Segment Start: Recorded data

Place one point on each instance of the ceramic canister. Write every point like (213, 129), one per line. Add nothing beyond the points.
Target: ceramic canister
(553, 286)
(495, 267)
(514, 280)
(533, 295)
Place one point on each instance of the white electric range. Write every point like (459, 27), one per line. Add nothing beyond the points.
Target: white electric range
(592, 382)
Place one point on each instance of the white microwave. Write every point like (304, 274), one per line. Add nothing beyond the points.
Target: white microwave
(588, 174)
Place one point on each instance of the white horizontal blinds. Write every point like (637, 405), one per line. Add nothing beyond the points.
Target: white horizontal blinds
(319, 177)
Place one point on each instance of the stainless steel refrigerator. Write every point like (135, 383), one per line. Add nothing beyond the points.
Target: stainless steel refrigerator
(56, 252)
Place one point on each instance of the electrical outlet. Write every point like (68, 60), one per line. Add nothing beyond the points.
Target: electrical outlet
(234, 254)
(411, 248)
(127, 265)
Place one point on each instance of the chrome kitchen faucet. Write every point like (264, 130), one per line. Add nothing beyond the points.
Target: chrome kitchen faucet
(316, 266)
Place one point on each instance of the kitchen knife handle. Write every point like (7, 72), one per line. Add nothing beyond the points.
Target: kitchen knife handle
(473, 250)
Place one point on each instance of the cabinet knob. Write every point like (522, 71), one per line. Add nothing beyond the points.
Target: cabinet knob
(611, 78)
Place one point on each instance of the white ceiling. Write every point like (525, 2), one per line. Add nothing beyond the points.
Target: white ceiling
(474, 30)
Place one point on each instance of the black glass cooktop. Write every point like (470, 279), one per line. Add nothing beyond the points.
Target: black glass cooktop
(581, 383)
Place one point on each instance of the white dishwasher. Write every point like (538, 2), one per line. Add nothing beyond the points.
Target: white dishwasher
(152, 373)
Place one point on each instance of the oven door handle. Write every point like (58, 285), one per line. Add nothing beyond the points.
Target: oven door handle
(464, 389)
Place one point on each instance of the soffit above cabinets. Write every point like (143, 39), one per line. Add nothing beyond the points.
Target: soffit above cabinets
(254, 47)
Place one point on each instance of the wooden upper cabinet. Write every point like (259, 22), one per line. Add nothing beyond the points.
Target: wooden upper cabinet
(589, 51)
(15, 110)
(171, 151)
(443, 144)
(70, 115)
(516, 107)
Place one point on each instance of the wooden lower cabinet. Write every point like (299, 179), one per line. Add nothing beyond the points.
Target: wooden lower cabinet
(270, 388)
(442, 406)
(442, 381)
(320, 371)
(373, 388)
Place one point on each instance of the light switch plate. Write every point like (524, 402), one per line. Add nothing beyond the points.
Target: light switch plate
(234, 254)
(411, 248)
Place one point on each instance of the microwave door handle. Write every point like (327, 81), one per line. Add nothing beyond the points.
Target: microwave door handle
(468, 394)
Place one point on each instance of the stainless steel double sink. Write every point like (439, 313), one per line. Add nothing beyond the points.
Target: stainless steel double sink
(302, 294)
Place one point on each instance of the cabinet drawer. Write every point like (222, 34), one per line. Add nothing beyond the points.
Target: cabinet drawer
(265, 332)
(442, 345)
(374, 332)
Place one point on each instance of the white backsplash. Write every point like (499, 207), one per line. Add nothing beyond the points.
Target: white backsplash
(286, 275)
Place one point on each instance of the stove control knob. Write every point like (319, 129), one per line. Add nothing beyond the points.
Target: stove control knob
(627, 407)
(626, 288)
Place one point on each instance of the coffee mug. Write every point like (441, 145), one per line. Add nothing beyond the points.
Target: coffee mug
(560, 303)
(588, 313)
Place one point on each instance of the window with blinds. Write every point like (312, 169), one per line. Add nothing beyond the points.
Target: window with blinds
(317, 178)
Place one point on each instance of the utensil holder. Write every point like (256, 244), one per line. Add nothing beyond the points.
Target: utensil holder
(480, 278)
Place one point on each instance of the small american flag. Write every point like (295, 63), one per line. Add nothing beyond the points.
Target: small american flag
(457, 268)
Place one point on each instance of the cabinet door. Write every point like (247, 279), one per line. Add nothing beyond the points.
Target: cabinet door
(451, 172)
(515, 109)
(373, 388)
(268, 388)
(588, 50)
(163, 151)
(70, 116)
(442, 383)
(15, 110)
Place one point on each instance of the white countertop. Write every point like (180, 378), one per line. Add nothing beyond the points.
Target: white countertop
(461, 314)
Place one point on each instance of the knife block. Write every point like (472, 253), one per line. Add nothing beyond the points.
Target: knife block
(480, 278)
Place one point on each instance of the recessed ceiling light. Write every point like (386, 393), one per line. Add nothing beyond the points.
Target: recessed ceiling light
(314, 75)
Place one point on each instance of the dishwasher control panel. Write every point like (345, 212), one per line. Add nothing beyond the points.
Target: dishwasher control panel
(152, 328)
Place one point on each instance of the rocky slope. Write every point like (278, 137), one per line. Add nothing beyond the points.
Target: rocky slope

Segment End: Recorded data

> [Assignment] Each entry above is to be transcribed without alteration.

> [Response below]
Place one point on each instance of the ceramic canister. Write every point like (213, 129), one per line. Add nothing beyond the points.
Target: ceramic canister
(553, 286)
(495, 267)
(514, 280)
(533, 295)
Place one point on each instance of the white electric range. Write every point like (459, 27), one per line. Add nothing beyond the points.
Target: white electric range
(592, 382)
Place one point on each instance of the white microwave. Write every point like (304, 274), one per line. Add nothing beyond the points.
Target: white microwave
(588, 174)
Place one point on each instance of the white horizontal blinds. Write every point like (637, 405), one per line. Add nothing beyond the points.
Target: white horizontal blinds
(319, 177)
Place one point on each instance of the stainless steel refrigerator. Write every point like (135, 383), one per line. Add nothing beyond the points.
Target: stainless steel refrigerator
(56, 252)
Place one point on each instance of the electrical outlet. Write every point like (68, 60), one per line. Add nothing beyond the points.
Target: electrical outlet
(234, 254)
(411, 248)
(127, 265)
Place one point on each instance of the chrome kitchen faucet. Write every point like (264, 130), one per line. Add nothing beyond the points.
Target: chrome kitchen faucet
(316, 266)
Place one point on each instance of the kitchen knife handle. Write every point like (7, 72), one per line. Add nothing beyond the points.
Target: kitchen knife handle
(473, 250)
Place one point on each instance of the cabinet knob. Write every point like (522, 71), one per line. Add nothing beyond the points.
Target: cabinet knob
(611, 78)
Place one point on each instance of the white ceiling. Write every point like (525, 2), one per line. Add nothing beyond the points.
Target: white ceiling
(474, 30)
Place one point on each instance of the black glass cooktop. Write every point like (470, 279), one per line. Add nothing beyond the points.
Target: black glass cooktop
(581, 383)
Place one point on each instance of the white dishwasher. Write every point like (538, 2), one per line. Add nothing beyond the points.
Target: white dishwasher
(152, 373)
Place one point on each instance of the oven door handle. Write every point like (58, 285), one per line. Add nothing beyond the points.
Target: oven door handle
(464, 389)
Place one point on each instance of the soffit above cabinets. Write every point like (143, 39), one per line. Add nothing beyond the points.
Target: soffit above cabinets
(254, 47)
Place one point on each instance of the wooden upper cabinet. Write every point like (259, 22), one per line. Add nothing beyond the points.
Target: wooden upper cabinet
(589, 51)
(15, 110)
(171, 151)
(443, 144)
(70, 115)
(516, 107)
Place one point on each instance of the wooden lower cabinet. Write every point like (299, 179), one per line. Add nothing beyond the points.
Target: wooden lower cabinet
(270, 388)
(442, 406)
(442, 381)
(320, 371)
(373, 388)
Place one point on each instance of the light switch plate. Write every point like (524, 402), one per line. Add nothing beyond the points.
Target: light switch plate
(234, 254)
(411, 248)
Place one point on each instance of the microwave door handle. Write every point like (327, 81), one per line. Add nothing beyond the points.
Target: microwave door handle
(468, 394)
Place one point on each instance of the stainless steel double sink. Write every point like (439, 313), one per line. Add nothing beyond the points.
Target: stainless steel double sink
(302, 294)
Place one point on each instance of the cabinet drawer. Write every point like (222, 34), one per line. Add nothing beyond the points.
Target: cabinet drawer
(265, 332)
(442, 345)
(374, 332)
Place one point on each instance of the white backsplash. Write every point like (499, 207), one per line. Add nothing beyond the points.
Target: white backsplash
(286, 275)
Place one point on each instance of the stove control knob. Write every point like (319, 129), one per line. Add nothing beyond the points.
Target: stove control knob
(627, 407)
(626, 288)
Place one point on each instance of the coffee mug. Write every point like (441, 145), one per line. Add nothing beyond the points.
Target: coffee mug
(560, 303)
(588, 313)
Place one point on each instance of the window with blinds. Write every point like (312, 169), one per line. Add nothing beyond the points.
Target: window with blinds
(317, 178)
Place one point on each instance of the utensil holder. Write every point like (256, 244), one per line. Add nothing beyond the points.
Target: utensil holder
(480, 278)
Place one point on each instance of the small american flag. Write every point like (295, 63), one per line. Add nothing beyond the points.
Target: small american flag
(457, 268)
Place one point on each instance of the cabinet door. Write every point like (247, 279), one per line. Add nothing beyond the points.
Target: cabinet door
(451, 172)
(515, 109)
(373, 388)
(268, 388)
(588, 50)
(163, 151)
(70, 116)
(442, 383)
(15, 110)
Place one point on each instance of the white countertop. Write every point like (180, 378), one per line. Add nothing beyond the points.
Target: white countertop
(461, 314)
Place one point on each instance of the knife block. Write every point like (472, 253), one per line. Add nothing beyond the points.
Target: knife block
(480, 278)
Place one point on each instance of the recessed ceiling light. Write every point like (386, 393), one per line. Add nothing beyond the points.
Target: recessed ceiling light
(314, 75)
Place one point on each instance of the dishwasher control panel. Write every point like (345, 212), one per line. Add nothing beyond the points.
Target: dishwasher control panel
(152, 328)
Place one point on each instance of the rocky slope. Write every point like (278, 137), one per line. Add nothing beyond the points.
Target: rocky slope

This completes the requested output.